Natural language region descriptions
===
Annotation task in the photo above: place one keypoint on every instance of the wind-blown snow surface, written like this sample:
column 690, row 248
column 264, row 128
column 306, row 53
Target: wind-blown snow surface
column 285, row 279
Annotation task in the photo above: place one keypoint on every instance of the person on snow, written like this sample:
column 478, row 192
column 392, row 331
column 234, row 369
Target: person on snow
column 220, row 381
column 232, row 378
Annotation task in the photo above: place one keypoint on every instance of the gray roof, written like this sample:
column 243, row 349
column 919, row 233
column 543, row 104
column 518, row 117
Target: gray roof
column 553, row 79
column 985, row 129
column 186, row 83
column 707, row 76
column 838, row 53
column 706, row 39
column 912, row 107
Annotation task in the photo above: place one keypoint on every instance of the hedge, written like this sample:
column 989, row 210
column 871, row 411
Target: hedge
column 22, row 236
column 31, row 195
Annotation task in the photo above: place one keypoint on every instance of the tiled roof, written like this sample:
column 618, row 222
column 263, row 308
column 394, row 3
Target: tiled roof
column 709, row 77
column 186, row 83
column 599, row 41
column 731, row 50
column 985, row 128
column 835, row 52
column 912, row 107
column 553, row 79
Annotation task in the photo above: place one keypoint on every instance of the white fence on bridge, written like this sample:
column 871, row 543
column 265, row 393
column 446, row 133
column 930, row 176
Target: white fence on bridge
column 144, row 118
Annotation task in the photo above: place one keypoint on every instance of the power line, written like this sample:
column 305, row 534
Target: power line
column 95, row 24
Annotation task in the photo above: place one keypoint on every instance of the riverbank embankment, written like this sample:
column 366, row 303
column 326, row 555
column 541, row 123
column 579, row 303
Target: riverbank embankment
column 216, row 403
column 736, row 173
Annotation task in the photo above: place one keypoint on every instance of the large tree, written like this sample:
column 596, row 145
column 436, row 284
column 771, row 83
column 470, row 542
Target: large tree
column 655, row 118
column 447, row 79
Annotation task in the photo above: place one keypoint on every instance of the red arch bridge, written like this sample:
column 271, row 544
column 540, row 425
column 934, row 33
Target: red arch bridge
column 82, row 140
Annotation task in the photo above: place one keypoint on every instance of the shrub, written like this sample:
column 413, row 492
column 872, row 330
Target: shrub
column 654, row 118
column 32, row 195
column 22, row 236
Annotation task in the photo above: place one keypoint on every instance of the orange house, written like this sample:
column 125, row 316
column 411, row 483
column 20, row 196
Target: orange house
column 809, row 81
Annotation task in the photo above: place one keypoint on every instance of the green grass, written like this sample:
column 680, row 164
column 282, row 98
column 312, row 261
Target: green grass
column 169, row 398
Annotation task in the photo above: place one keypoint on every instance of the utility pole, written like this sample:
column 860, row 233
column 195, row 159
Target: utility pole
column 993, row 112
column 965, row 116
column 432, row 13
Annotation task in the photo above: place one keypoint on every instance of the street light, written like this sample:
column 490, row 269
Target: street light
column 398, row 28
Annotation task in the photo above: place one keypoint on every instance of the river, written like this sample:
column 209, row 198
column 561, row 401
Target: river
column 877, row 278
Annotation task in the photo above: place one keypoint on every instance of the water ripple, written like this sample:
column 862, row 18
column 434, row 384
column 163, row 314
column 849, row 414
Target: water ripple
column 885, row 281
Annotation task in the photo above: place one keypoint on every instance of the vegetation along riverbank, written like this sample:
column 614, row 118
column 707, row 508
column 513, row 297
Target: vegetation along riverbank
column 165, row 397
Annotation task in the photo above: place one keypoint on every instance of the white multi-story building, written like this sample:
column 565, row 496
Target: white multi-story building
===
* **Problem details**
Beginning with the line above that contains "Target: wind-blown snow surface", copy each line exactly up to and including the line that contains "column 541, row 123", and go no further.

* **Response area**
Target: wind-blown snow surface
column 285, row 279
Annotation task in the photo above: place one keypoint on every instance of the person on snow, written like this sample:
column 478, row 192
column 392, row 331
column 234, row 369
Target: person on snow
column 220, row 381
column 232, row 378
Annotation task in the photo above: place one keypoint on every instance of the gray roof, written like this sample:
column 243, row 349
column 919, row 233
column 543, row 104
column 518, row 117
Target: gray roof
column 553, row 79
column 985, row 129
column 186, row 83
column 707, row 76
column 838, row 53
column 706, row 39
column 912, row 107
Annotation task in the photo above: place one keypoint on every instance of the hedge, written like this sample:
column 989, row 210
column 871, row 411
Target: hedge
column 22, row 236
column 31, row 195
Annotation task in the photo above: place one keypoint on every instance of the tiled roof, written like this sample:
column 618, row 222
column 263, row 308
column 394, row 3
Target: tiled roof
column 709, row 77
column 186, row 83
column 599, row 41
column 731, row 50
column 985, row 128
column 835, row 52
column 912, row 107
column 553, row 79
Annotation task in the photo above: place one keypoint on every instance of the white fence on bridge, written like this sample:
column 871, row 543
column 265, row 393
column 446, row 133
column 930, row 176
Target: white fence on bridge
column 144, row 118
Annotation task in the photo above: place one keypoint on every instance of the power line, written like this sample:
column 305, row 534
Target: power line
column 95, row 24
Annotation task in the photo above: place one keypoint on every instance of the riverbank embankment, written like this sample:
column 366, row 303
column 326, row 555
column 541, row 123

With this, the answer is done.